> _EXERCISE GOAL_: Reproduce the rows below, replacing each occurrence of "rough mask" with "coarse mask" and leaving everything else unchanged.

BEGIN

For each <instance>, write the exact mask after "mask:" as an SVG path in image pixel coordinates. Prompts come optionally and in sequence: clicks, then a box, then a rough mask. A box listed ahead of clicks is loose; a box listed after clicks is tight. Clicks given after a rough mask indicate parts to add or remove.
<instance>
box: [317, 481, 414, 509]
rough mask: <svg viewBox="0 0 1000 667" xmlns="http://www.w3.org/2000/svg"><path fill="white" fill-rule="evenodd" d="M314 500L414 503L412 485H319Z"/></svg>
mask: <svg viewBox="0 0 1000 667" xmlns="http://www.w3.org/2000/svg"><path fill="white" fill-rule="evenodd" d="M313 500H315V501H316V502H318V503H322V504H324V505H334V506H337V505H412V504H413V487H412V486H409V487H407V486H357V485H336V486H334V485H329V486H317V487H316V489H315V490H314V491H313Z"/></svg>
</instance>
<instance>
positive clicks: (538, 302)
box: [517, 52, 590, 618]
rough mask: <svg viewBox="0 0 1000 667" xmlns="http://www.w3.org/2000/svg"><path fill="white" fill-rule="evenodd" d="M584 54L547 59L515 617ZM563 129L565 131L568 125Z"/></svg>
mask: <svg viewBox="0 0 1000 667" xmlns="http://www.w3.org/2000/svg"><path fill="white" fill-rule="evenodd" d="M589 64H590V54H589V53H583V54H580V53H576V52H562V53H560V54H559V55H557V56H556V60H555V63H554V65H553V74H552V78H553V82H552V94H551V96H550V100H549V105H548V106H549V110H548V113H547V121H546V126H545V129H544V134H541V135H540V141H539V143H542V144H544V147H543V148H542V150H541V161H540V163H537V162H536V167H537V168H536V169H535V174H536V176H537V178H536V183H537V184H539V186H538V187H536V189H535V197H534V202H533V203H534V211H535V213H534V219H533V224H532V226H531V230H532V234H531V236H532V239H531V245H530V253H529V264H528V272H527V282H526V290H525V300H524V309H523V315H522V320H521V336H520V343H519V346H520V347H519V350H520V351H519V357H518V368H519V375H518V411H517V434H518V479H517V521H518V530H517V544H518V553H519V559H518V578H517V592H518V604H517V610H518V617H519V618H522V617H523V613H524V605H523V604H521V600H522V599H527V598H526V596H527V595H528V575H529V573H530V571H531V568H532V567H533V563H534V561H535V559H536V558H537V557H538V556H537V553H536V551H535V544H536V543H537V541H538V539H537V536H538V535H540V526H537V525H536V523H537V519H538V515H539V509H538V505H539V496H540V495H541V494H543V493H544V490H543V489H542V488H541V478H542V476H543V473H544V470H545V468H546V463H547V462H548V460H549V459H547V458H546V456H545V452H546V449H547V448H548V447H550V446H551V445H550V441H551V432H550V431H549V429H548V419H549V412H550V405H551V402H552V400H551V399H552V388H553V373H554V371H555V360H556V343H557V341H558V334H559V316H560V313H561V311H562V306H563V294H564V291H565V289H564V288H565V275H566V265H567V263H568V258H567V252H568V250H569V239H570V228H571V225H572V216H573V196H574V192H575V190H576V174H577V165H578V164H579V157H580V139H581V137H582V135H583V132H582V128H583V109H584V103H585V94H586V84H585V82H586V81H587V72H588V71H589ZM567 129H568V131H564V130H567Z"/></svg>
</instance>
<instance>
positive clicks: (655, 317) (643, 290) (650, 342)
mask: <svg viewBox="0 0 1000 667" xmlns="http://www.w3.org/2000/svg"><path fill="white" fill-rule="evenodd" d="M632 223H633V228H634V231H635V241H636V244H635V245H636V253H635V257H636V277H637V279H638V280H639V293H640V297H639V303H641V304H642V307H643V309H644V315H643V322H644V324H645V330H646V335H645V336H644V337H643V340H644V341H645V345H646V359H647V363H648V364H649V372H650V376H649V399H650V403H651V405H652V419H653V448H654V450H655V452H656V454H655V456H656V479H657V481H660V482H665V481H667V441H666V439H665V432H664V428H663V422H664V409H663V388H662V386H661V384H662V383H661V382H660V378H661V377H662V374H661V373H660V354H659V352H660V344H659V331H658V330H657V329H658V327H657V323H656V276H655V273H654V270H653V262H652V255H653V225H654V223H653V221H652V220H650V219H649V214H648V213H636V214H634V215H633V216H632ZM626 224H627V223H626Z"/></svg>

END

> _TASK RESPONSE_:
For each <instance>, write the exact mask after "mask:" as an SVG path in image pixel coordinates. Prompts come optionally and in sequence: clicks, then a box, then a coarse mask. A box listed ahead of clicks is loose; a box listed after clicks is tight. Clicks given after a coarse mask indicate parts to add or remove.
<instance>
box: [317, 481, 414, 509]
coarse mask: <svg viewBox="0 0 1000 667" xmlns="http://www.w3.org/2000/svg"><path fill="white" fill-rule="evenodd" d="M314 500L414 503L412 485H319Z"/></svg>
mask: <svg viewBox="0 0 1000 667" xmlns="http://www.w3.org/2000/svg"><path fill="white" fill-rule="evenodd" d="M313 500H315V501H316V502H318V503H322V504H324V505H334V506H337V505H412V504H413V487H412V486H409V487H407V486H357V485H336V486H334V485H329V486H317V487H316V489H315V490H314V491H313Z"/></svg>
</instance>
<instance>
positive clicks: (538, 302)
box: [517, 52, 590, 618]
coarse mask: <svg viewBox="0 0 1000 667" xmlns="http://www.w3.org/2000/svg"><path fill="white" fill-rule="evenodd" d="M584 54L547 59L515 617ZM563 129L565 131L568 125Z"/></svg>
mask: <svg viewBox="0 0 1000 667" xmlns="http://www.w3.org/2000/svg"><path fill="white" fill-rule="evenodd" d="M589 64H590V54H589V53H583V54H580V53H576V52H562V53H560V54H559V55H557V56H556V60H555V63H554V65H553V74H552V78H553V82H552V94H551V96H550V100H549V105H548V106H549V110H548V113H547V121H546V126H545V129H544V134H541V135H540V141H539V143H542V144H544V147H543V148H542V150H541V161H540V163H537V162H536V167H537V168H536V169H535V174H536V176H537V178H536V183H537V184H539V186H538V187H536V189H535V197H534V202H533V203H534V211H535V213H534V219H533V224H532V226H531V230H532V234H531V236H532V239H531V245H530V253H529V264H528V272H527V282H526V290H525V300H524V309H523V315H522V320H521V336H520V343H519V346H520V347H519V350H520V351H519V357H518V368H519V375H518V411H517V434H518V479H517V521H518V530H517V544H518V553H519V559H518V578H517V592H518V604H517V610H518V617H519V618H522V617H523V613H524V605H523V604H521V600H522V599H527V598H526V596H527V595H528V575H529V573H530V571H531V568H532V567H533V563H534V561H535V559H536V558H537V557H538V556H537V553H536V551H535V544H536V543H537V541H538V539H537V536H538V535H540V526H537V525H536V523H537V519H538V515H539V509H538V505H539V496H540V495H541V494H543V493H544V490H543V489H542V488H541V478H542V476H543V473H544V470H545V468H546V463H547V462H548V460H549V459H547V458H546V456H545V452H546V449H547V448H548V447H550V446H551V445H550V441H551V432H550V431H549V429H548V419H549V412H550V405H551V402H552V400H551V399H552V388H553V373H554V371H555V360H556V343H557V341H558V334H559V316H560V313H561V311H562V306H563V294H564V291H565V289H564V288H565V275H566V265H567V263H568V258H567V252H568V250H569V239H570V228H571V225H572V216H573V196H574V192H575V190H576V174H577V165H578V164H579V157H580V139H581V137H582V135H583V132H582V128H583V109H584V103H585V94H586V84H585V82H586V81H587V72H588V71H589ZM567 129H568V131H564V130H567Z"/></svg>
</instance>
<instance>
positive clicks: (655, 317) (643, 290) (650, 342)
mask: <svg viewBox="0 0 1000 667" xmlns="http://www.w3.org/2000/svg"><path fill="white" fill-rule="evenodd" d="M632 223H633V228H634V231H635V241H636V244H635V245H636V253H635V257H636V277H637V279H638V280H639V293H640V297H639V303H641V304H642V307H643V309H644V315H643V322H644V324H645V330H646V335H645V336H644V337H643V340H644V341H645V345H646V359H647V363H648V364H649V372H650V376H649V399H650V403H651V405H652V419H653V448H654V450H655V452H656V454H655V456H656V479H657V481H660V482H665V481H667V441H666V439H665V432H664V428H663V422H664V409H663V388H662V386H661V384H662V383H661V382H660V378H661V377H662V374H661V373H660V354H659V352H660V344H659V331H658V330H657V329H658V327H657V323H656V276H655V273H654V270H653V262H652V255H653V225H654V223H653V221H652V220H650V219H649V214H648V213H636V214H634V215H633V216H632ZM626 224H627V223H626Z"/></svg>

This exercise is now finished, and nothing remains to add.